PROVIDED RECORDS »
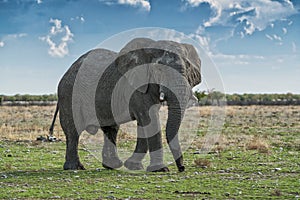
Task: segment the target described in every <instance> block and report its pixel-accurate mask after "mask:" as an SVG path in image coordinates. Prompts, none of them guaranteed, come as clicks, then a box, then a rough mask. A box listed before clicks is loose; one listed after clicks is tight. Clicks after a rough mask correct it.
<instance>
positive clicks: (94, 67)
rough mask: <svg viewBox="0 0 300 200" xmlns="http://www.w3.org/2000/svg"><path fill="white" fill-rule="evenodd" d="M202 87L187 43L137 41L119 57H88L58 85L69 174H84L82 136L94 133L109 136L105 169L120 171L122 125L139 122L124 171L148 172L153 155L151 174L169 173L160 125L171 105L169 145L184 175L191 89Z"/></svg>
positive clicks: (59, 103) (130, 43)
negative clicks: (182, 124)
mask: <svg viewBox="0 0 300 200" xmlns="http://www.w3.org/2000/svg"><path fill="white" fill-rule="evenodd" d="M200 82H201V75H200V59H199V58H198V55H197V53H196V51H195V49H194V47H193V46H191V45H188V44H180V43H176V42H172V41H153V40H150V39H146V38H138V39H134V40H132V41H130V42H129V43H128V44H127V45H126V46H125V47H124V48H123V49H122V50H121V51H120V53H119V54H117V53H115V52H112V51H109V50H105V49H95V50H92V51H90V52H88V53H86V54H84V55H83V56H81V57H80V58H79V59H78V60H77V61H76V62H75V63H74V64H73V65H72V66H71V68H70V69H69V70H68V71H67V72H66V73H65V75H64V76H63V78H62V79H61V81H60V83H59V86H58V107H57V110H59V114H60V123H61V126H62V129H63V131H64V133H65V135H66V141H67V149H66V162H65V164H64V169H84V167H83V165H82V164H81V163H80V161H79V156H78V140H79V135H80V133H81V132H82V131H84V130H86V131H88V132H89V133H91V134H95V133H96V132H97V130H98V128H101V129H102V131H103V132H104V135H105V137H104V146H103V150H102V158H103V160H102V164H103V166H104V167H105V168H108V169H115V168H119V167H121V166H122V165H123V163H122V161H121V160H120V159H119V158H118V155H117V149H116V138H117V132H118V129H119V125H120V124H122V123H126V122H128V121H132V120H136V121H137V125H138V127H137V144H136V148H135V151H134V153H133V154H132V156H131V157H129V158H128V159H127V160H126V161H125V163H124V165H125V167H127V168H128V169H131V170H139V169H143V165H142V162H141V161H142V159H143V158H144V156H145V154H146V153H147V152H148V151H149V153H150V165H149V166H148V167H147V171H168V168H167V167H166V166H165V165H164V164H163V151H162V149H163V148H162V141H161V137H162V136H161V128H160V123H159V109H160V105H161V102H162V101H166V102H167V105H168V120H167V125H166V138H167V142H168V144H169V147H170V150H171V152H172V154H173V157H174V160H175V161H176V165H177V167H178V170H179V171H184V166H183V158H182V152H181V148H180V145H179V141H178V135H177V133H178V130H179V127H180V123H181V120H182V118H183V115H184V112H185V109H186V108H187V106H188V104H189V103H190V102H192V101H193V100H194V97H193V95H192V94H193V93H192V88H193V87H194V86H195V85H197V84H199V83H200ZM56 113H57V111H56ZM55 117H56V114H55ZM55 117H54V120H55ZM54 120H53V122H54ZM53 124H54V123H53ZM53 124H52V126H51V128H50V133H52V131H53Z"/></svg>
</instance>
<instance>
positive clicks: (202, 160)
mask: <svg viewBox="0 0 300 200" xmlns="http://www.w3.org/2000/svg"><path fill="white" fill-rule="evenodd" d="M194 163H195V165H196V166H197V167H201V168H208V167H210V166H211V162H210V161H209V160H207V159H205V158H197V159H196V160H194Z"/></svg>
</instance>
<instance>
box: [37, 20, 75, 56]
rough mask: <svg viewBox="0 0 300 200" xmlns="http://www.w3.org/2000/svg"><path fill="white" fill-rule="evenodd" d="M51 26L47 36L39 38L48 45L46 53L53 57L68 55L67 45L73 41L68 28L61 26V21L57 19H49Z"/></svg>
mask: <svg viewBox="0 0 300 200" xmlns="http://www.w3.org/2000/svg"><path fill="white" fill-rule="evenodd" d="M49 22H50V23H51V24H53V26H51V28H50V31H49V34H48V35H46V36H44V37H40V38H39V39H40V40H42V41H45V42H46V43H47V44H48V45H49V49H48V53H49V55H50V56H53V57H60V58H62V57H64V56H66V55H68V54H69V48H68V44H69V43H70V42H71V41H73V36H74V35H73V33H72V32H71V30H70V28H69V26H67V25H65V26H62V21H61V20H59V19H52V18H51V19H50V21H49Z"/></svg>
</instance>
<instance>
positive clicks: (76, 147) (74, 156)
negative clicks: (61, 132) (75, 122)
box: [60, 114, 85, 170]
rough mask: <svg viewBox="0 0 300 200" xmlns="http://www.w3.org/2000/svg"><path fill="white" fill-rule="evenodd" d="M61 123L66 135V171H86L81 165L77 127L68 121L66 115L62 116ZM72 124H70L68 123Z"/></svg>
mask: <svg viewBox="0 0 300 200" xmlns="http://www.w3.org/2000/svg"><path fill="white" fill-rule="evenodd" d="M60 121H61V126H62V129H63V131H64V133H65V135H66V140H67V141H66V143H67V149H66V161H65V164H64V170H78V169H79V170H80V169H81V170H84V169H85V168H84V166H83V165H82V164H81V162H80V160H79V155H78V141H79V134H78V132H77V130H76V127H75V125H74V124H73V121H72V123H71V122H70V121H68V120H66V118H65V115H63V114H60ZM67 122H70V123H67Z"/></svg>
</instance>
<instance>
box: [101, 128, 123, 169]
mask: <svg viewBox="0 0 300 200" xmlns="http://www.w3.org/2000/svg"><path fill="white" fill-rule="evenodd" d="M101 129H102V131H103V132H104V145H103V149H102V166H103V167H105V168H106V169H116V168H120V167H122V165H123V163H122V161H121V160H120V159H119V157H118V154H117V147H116V140H117V133H118V130H119V126H105V127H101Z"/></svg>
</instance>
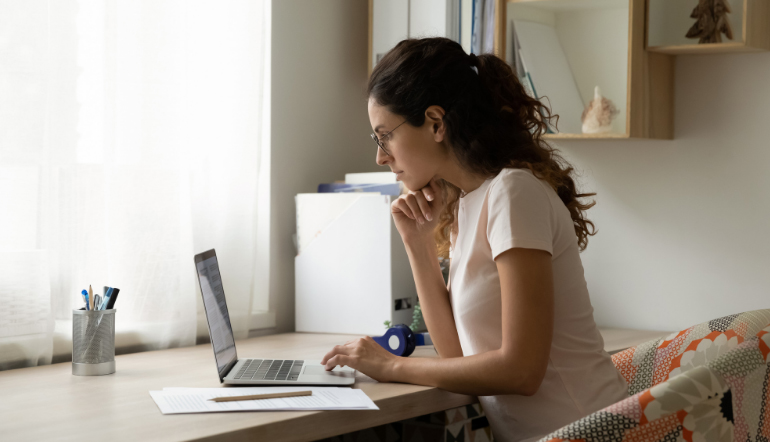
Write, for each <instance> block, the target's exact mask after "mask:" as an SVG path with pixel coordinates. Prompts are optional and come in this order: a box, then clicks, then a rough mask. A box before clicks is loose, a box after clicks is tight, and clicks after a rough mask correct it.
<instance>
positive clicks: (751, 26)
mask: <svg viewBox="0 0 770 442" xmlns="http://www.w3.org/2000/svg"><path fill="white" fill-rule="evenodd" d="M671 1H672V0H648V2H647V17H648V18H647V26H648V30H647V39H648V41H647V45H648V46H647V50H648V51H650V52H657V53H661V54H670V55H679V54H726V53H740V52H762V51H770V1H768V0H732V5H733V8H734V9H735V10H734V11H733V13H732V14H730V16H729V17H730V19H731V21H732V22H733V33H734V34H738V35H733V37H734V39H735V40H727V39H725V41H724V42H722V43H703V44H698V43H697V41H696V40H695V39H686V38H685V37H683V36H682V35H681V34H685V31H686V29H687V27H686V26H690V25H691V24H692V23H695V19H693V18H689V14H687V12H689V11H688V10H685V9H682V8H683V7H688V6H687V5H689V3H688V4H684V3H672V2H671ZM677 1H679V0H677ZM736 4H737V5H738V6H736ZM653 8H660V9H661V11H652V9H653ZM664 8H676V10H675V11H671V10H663V9H664ZM688 9H691V6H689V7H688ZM651 12H652V13H651ZM672 12H675V14H674V13H672ZM736 12H737V13H740V14H741V15H740V16H738V17H736V16H735V14H736ZM673 15H676V16H678V17H682V18H681V19H676V20H677V21H676V27H677V28H681V31H680V32H679V34H680V35H678V36H672V35H671V34H670V33H669V34H666V32H665V31H666V30H665V29H661V28H660V27H661V26H665V25H668V26H672V23H673V22H674V19H673V18H671V17H672V16H673ZM661 17H665V20H669V22H668V23H663V24H661V23H657V20H658V19H660V20H664V19H662V18H661ZM656 26H657V28H656ZM653 34H655V35H653ZM672 39H677V40H679V41H681V42H682V44H659V43H661V42H662V41H664V40H672ZM684 41H687V43H684ZM667 43H670V41H667Z"/></svg>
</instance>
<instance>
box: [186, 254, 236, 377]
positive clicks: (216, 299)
mask: <svg viewBox="0 0 770 442" xmlns="http://www.w3.org/2000/svg"><path fill="white" fill-rule="evenodd" d="M195 267H196V269H197V270H198V281H199V282H200V285H201V295H202V296H203V307H204V309H205V310H206V320H207V321H208V324H209V336H210V337H211V345H212V346H213V347H214V359H216V362H217V372H218V373H219V380H220V382H221V381H222V380H223V378H224V377H225V376H226V375H227V372H228V371H229V370H230V369H231V368H232V366H233V365H234V364H235V362H236V361H237V360H238V355H237V354H236V353H235V340H234V339H233V328H232V326H231V325H230V314H229V313H228V311H227V303H226V302H225V290H224V288H223V287H222V277H221V276H220V274H219V263H218V262H217V255H216V252H215V251H214V250H213V249H212V250H209V251H208V252H204V253H201V254H199V255H195Z"/></svg>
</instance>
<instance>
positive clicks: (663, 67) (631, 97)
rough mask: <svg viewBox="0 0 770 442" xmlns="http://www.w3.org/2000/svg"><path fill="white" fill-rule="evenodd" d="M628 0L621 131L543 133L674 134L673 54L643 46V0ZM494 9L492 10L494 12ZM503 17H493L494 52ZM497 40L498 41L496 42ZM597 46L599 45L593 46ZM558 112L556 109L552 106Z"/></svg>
mask: <svg viewBox="0 0 770 442" xmlns="http://www.w3.org/2000/svg"><path fill="white" fill-rule="evenodd" d="M623 1H624V0H617V1H616V2H609V1H603V0H504V1H499V2H498V6H499V5H502V6H503V8H497V10H503V11H506V15H507V6H508V4H517V5H524V6H528V7H536V8H543V9H550V10H555V11H559V10H564V9H567V8H571V7H573V5H575V4H578V2H580V3H582V4H584V5H586V8H593V7H599V6H601V5H602V4H610V3H612V4H614V3H620V4H621V5H622V4H623ZM627 1H628V70H627V75H628V77H627V79H626V103H625V104H626V106H625V110H626V112H625V116H626V124H625V131H623V132H612V133H601V134H583V133H558V134H548V135H545V136H544V138H545V139H549V140H571V139H575V140H608V139H615V140H617V139H672V138H673V137H674V106H673V104H674V58H673V56H671V55H668V54H659V53H650V52H648V51H646V50H645V43H646V42H645V30H646V14H647V0H627ZM497 10H496V12H497ZM507 21H508V20H506V18H505V17H500V16H498V17H497V18H496V24H497V25H498V26H497V29H496V30H495V33H496V35H498V34H499V38H496V39H495V43H496V45H495V53H496V54H497V55H498V56H501V54H503V56H504V55H505V54H506V35H507V29H506V27H507V25H508V23H507ZM498 42H499V44H497V43H498ZM597 50H601V48H597ZM553 111H554V113H556V114H558V113H559V109H558V108H556V109H553Z"/></svg>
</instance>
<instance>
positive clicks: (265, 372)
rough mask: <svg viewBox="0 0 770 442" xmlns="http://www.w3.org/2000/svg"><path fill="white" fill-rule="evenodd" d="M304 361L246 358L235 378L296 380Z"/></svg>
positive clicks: (301, 368) (301, 371) (235, 375)
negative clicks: (255, 358)
mask: <svg viewBox="0 0 770 442" xmlns="http://www.w3.org/2000/svg"><path fill="white" fill-rule="evenodd" d="M304 363H305V361H294V360H290V359H286V360H273V359H246V361H245V362H244V364H243V366H242V367H241V369H240V370H238V373H236V374H235V379H253V380H262V381H296V380H297V379H298V378H299V374H300V372H302V364H304Z"/></svg>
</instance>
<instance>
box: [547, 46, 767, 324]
mask: <svg viewBox="0 0 770 442" xmlns="http://www.w3.org/2000/svg"><path fill="white" fill-rule="evenodd" d="M675 78H676V79H675V81H676V85H675V88H676V89H675V91H676V92H675V93H676V95H675V134H674V137H675V139H674V140H669V141H657V140H655V141H570V142H567V141H561V142H559V143H558V147H560V148H561V149H562V151H563V153H564V154H565V156H566V157H567V159H568V160H570V161H572V162H573V164H574V165H575V167H576V168H577V169H580V170H581V171H582V174H583V176H582V179H581V181H582V182H583V183H584V186H583V189H584V190H586V191H595V192H597V193H598V195H597V197H596V198H597V205H596V206H595V207H594V208H592V209H590V210H589V211H588V214H589V218H590V219H591V220H593V221H595V222H596V225H597V228H598V230H599V233H598V235H596V236H594V237H591V239H590V241H589V245H588V249H587V250H586V251H585V252H584V253H583V254H582V255H581V256H582V260H583V265H584V267H585V275H586V280H587V282H588V288H589V291H590V292H591V300H592V303H593V306H594V310H595V313H594V317H595V318H596V321H597V323H599V325H601V326H606V327H612V326H622V327H630V328H641V329H652V330H680V329H683V328H686V327H689V326H690V325H694V324H696V323H699V322H701V321H705V320H709V319H713V318H716V317H719V316H723V315H727V314H731V313H738V312H742V311H746V310H752V309H759V308H770V231H769V230H768V228H769V227H770V131H769V130H768V129H770V120H769V119H768V115H770V82H768V79H769V78H770V53H757V54H728V55H681V56H678V57H677V60H676V77H675Z"/></svg>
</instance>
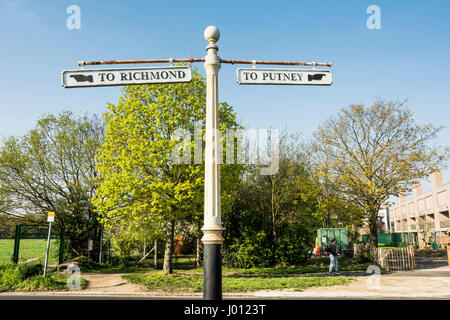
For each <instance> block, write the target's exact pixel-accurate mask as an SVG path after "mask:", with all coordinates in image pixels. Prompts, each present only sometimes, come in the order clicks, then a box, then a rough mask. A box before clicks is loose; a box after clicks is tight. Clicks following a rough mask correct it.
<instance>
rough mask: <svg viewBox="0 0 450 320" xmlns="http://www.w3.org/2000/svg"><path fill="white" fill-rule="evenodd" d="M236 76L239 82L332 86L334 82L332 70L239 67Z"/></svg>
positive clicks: (318, 85)
mask: <svg viewBox="0 0 450 320" xmlns="http://www.w3.org/2000/svg"><path fill="white" fill-rule="evenodd" d="M236 76H237V82H238V83H239V84H283V85H286V84H290V85H307V86H330V85H331V84H332V83H333V79H332V77H331V71H330V70H316V69H309V70H296V69H259V68H258V69H256V68H239V69H237V71H236Z"/></svg>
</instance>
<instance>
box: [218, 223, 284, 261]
mask: <svg viewBox="0 0 450 320" xmlns="http://www.w3.org/2000/svg"><path fill="white" fill-rule="evenodd" d="M274 262H275V260H274V252H273V248H272V247H271V245H270V243H269V241H268V240H267V236H266V234H265V233H264V232H259V233H257V234H255V235H254V236H252V237H250V238H244V239H238V240H237V241H236V242H235V243H234V244H233V245H231V246H230V248H229V250H228V251H227V252H226V254H225V256H224V263H225V265H226V266H227V267H231V268H253V267H270V266H272V265H273V264H274Z"/></svg>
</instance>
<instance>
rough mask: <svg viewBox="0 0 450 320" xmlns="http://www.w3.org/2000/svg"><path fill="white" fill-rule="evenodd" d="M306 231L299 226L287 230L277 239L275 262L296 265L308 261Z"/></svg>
mask: <svg viewBox="0 0 450 320" xmlns="http://www.w3.org/2000/svg"><path fill="white" fill-rule="evenodd" d="M307 235H308V231H307V230H305V229H304V227H303V226H301V225H293V226H291V227H289V228H287V229H286V230H285V231H284V232H283V235H282V236H281V237H280V238H279V239H278V248H277V252H276V256H277V260H278V262H279V263H281V264H284V265H298V264H302V263H304V262H305V261H306V260H307V259H308V256H309V254H308V250H309V247H308V239H307Z"/></svg>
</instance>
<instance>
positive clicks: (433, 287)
mask: <svg viewBox="0 0 450 320" xmlns="http://www.w3.org/2000/svg"><path fill="white" fill-rule="evenodd" d="M341 275H342V276H349V277H354V278H355V280H354V281H352V282H351V283H350V284H348V285H345V286H331V287H312V288H308V289H305V290H303V291H293V290H261V291H255V292H245V293H224V294H223V299H224V300H227V299H233V300H236V299H238V300H254V299H283V300H286V299H289V300H290V299H302V300H309V299H315V300H317V299H319V300H322V299H343V300H347V299H349V300H355V299H357V300H359V299H369V300H372V299H377V300H378V299H383V300H392V299H433V300H436V299H444V300H450V268H449V267H448V264H447V259H444V258H429V259H422V260H421V259H419V264H418V265H417V268H416V269H415V270H412V271H396V272H384V273H381V274H368V273H366V272H364V271H353V272H346V271H344V272H342V274H341ZM292 276H302V277H308V276H315V277H317V276H323V277H326V276H328V273H320V274H317V273H316V274H302V275H292ZM82 277H84V278H85V279H86V280H88V282H89V286H88V288H86V289H84V290H71V291H63V292H7V293H0V300H4V299H6V300H8V299H26V300H29V299H40V300H42V299H44V300H45V299H49V300H67V299H70V300H80V299H81V300H91V299H96V300H98V299H108V300H110V299H114V300H116V299H120V300H142V299H148V300H151V299H171V300H172V299H198V300H200V299H202V298H203V295H202V293H179V294H173V293H159V292H149V291H147V290H146V289H145V288H144V287H142V286H140V285H137V284H132V283H128V282H127V281H125V280H123V279H122V274H82Z"/></svg>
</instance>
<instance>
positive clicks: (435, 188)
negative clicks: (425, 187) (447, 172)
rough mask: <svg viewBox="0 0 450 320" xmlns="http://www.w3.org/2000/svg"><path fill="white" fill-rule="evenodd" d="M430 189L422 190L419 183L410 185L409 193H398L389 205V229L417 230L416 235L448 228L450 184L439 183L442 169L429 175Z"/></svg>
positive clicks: (442, 230)
mask: <svg viewBox="0 0 450 320" xmlns="http://www.w3.org/2000/svg"><path fill="white" fill-rule="evenodd" d="M430 177H431V190H430V191H427V192H423V190H422V183H421V182H416V183H415V184H413V194H412V197H411V198H409V199H408V198H407V196H406V194H401V195H399V202H398V203H397V204H395V205H393V206H391V207H390V208H388V211H387V212H388V213H389V214H390V217H389V218H390V223H391V225H390V226H393V229H391V232H417V234H418V236H419V237H420V238H423V237H424V235H426V234H429V233H430V232H446V231H450V218H449V213H448V212H449V209H448V208H449V206H450V183H446V184H443V181H442V171H437V172H435V173H433V174H431V176H430Z"/></svg>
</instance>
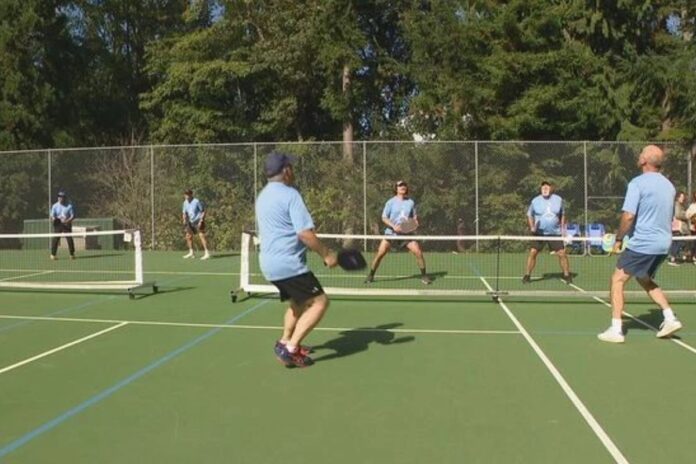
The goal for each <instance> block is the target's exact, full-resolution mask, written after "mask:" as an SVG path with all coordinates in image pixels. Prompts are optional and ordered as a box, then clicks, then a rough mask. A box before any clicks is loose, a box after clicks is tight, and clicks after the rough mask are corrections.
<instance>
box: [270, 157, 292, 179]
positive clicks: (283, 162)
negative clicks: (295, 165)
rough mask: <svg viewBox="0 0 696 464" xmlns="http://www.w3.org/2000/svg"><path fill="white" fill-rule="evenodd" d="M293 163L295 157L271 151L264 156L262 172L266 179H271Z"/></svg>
mask: <svg viewBox="0 0 696 464" xmlns="http://www.w3.org/2000/svg"><path fill="white" fill-rule="evenodd" d="M294 163H295V157H294V156H292V155H286V154H285V153H281V152H279V151H272V152H270V153H269V154H268V156H266V164H265V166H264V171H265V173H266V177H273V176H275V175H277V174H280V172H281V171H282V170H283V169H284V168H286V167H288V166H291V165H293V164H294Z"/></svg>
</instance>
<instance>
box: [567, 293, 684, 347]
mask: <svg viewBox="0 0 696 464" xmlns="http://www.w3.org/2000/svg"><path fill="white" fill-rule="evenodd" d="M568 285H570V286H571V287H573V288H574V289H576V290H578V291H579V292H580V293H587V292H586V291H585V290H584V289H583V288H580V287H578V286H577V285H575V284H568ZM592 299H593V300H595V301H597V302H599V303H601V304H603V305H604V306H606V307H608V308H611V303H609V302H608V301H606V300H603V299H602V298H600V297H598V296H593V297H592ZM623 314H625V315H626V316H628V317H629V318H630V319H631V320H633V321H635V322H637V323H638V324H640V325H642V326H643V327H645V328H646V329H650V330H652V331H654V332H657V331H658V330H660V329H658V328H657V327H655V326H652V325H650V324H648V323H647V322H645V321H642V320H640V319H638V318H637V317H635V316H633V315H632V314H631V313H627V312H626V311H624V312H623ZM669 341H671V342H672V343H676V344H677V345H679V346H681V347H682V348H684V349H686V350H688V351H691V352H692V353H694V354H696V348H694V347H693V346H691V345H689V344H687V343H684V342H683V341H681V340H678V339H676V338H674V337H671V338H669Z"/></svg>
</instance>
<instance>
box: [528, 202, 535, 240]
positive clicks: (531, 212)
mask: <svg viewBox="0 0 696 464" xmlns="http://www.w3.org/2000/svg"><path fill="white" fill-rule="evenodd" d="M527 225H528V226H529V230H530V231H531V232H532V233H534V232H536V223H535V222H534V210H533V209H532V205H529V209H528V210H527Z"/></svg>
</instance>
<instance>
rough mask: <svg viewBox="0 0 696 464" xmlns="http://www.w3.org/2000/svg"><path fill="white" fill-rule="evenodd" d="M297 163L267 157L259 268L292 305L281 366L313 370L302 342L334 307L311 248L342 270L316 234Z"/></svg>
mask: <svg viewBox="0 0 696 464" xmlns="http://www.w3.org/2000/svg"><path fill="white" fill-rule="evenodd" d="M293 162H294V159H293V158H292V157H290V156H288V155H286V154H284V153H279V152H275V151H274V152H271V153H270V154H269V155H268V156H267V157H266V163H265V174H266V178H267V179H268V183H267V184H266V186H265V187H264V188H263V190H261V193H259V196H258V198H257V200H256V223H257V224H258V228H259V230H258V232H259V239H260V242H261V253H260V257H259V264H260V265H261V272H262V273H263V275H264V277H265V278H266V280H268V281H269V282H271V283H273V285H275V286H276V287H277V288H278V290H279V292H280V300H281V301H288V302H289V304H290V306H289V307H288V309H287V310H286V311H285V318H284V323H283V335H282V337H281V338H280V340H278V341H277V342H276V344H275V348H274V351H275V354H276V357H277V358H278V360H279V361H280V362H281V363H283V364H285V365H286V366H288V367H306V366H310V365H312V364H313V361H312V358H310V357H309V356H308V354H309V350H308V349H307V348H305V347H303V346H302V345H301V342H302V340H304V338H305V337H306V336H307V335H308V334H309V332H311V330H312V329H313V328H314V327H315V326H316V325H317V324H318V323H319V321H320V320H321V318H322V317H323V315H324V313H325V312H326V309H327V308H328V306H329V299H328V298H327V296H326V294H325V293H324V290H323V289H322V287H321V284H320V283H319V281H318V280H317V278H316V277H315V276H314V274H313V273H312V272H311V271H310V270H309V268H308V267H307V248H310V249H311V250H312V251H315V252H316V253H318V254H319V255H320V256H321V257H322V259H323V260H324V264H325V265H326V266H328V267H334V266H336V264H337V258H336V253H334V252H333V251H331V250H330V249H329V248H327V247H326V246H325V245H324V244H323V243H322V242H321V241H320V240H319V238H318V237H317V236H316V233H315V232H314V222H313V220H312V216H311V215H310V214H309V211H308V210H307V206H306V205H305V203H304V200H303V199H302V196H301V195H300V193H299V192H298V191H297V190H296V189H295V188H293V187H292V184H293V183H294V181H295V173H294V171H293V166H292V164H293Z"/></svg>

WHAT THIS TASK INVOLVES » Rewrite the material from its start through the line with "positive clicks: (59, 103) (130, 43)", replacing "rough mask" with "coarse mask" and changing nothing else. Omit the pictures.

WORKED SOLUTION »
Task: segment the target described in every <instance> block and report its pixel-accurate mask after "mask:" as an SVG path in image coordinates. Prompts, none of them guaranteed, come as clicks, then a box, then a coarse mask. A box listed before clicks is loose; one listed after clicks is tight. Clicks after a coarse mask correct it.
<instance>
positive clicks: (94, 67)
coarse mask: <svg viewBox="0 0 300 200" xmlns="http://www.w3.org/2000/svg"><path fill="white" fill-rule="evenodd" d="M202 87L187 43L137 41L119 57H88L58 85L69 174H84L82 136L94 133L109 136L105 169L120 171L122 125L139 122L124 171L148 172L153 155L151 174L169 173L160 125L171 105L169 145L184 175L191 89Z"/></svg>
positive clicks: (59, 103) (130, 43)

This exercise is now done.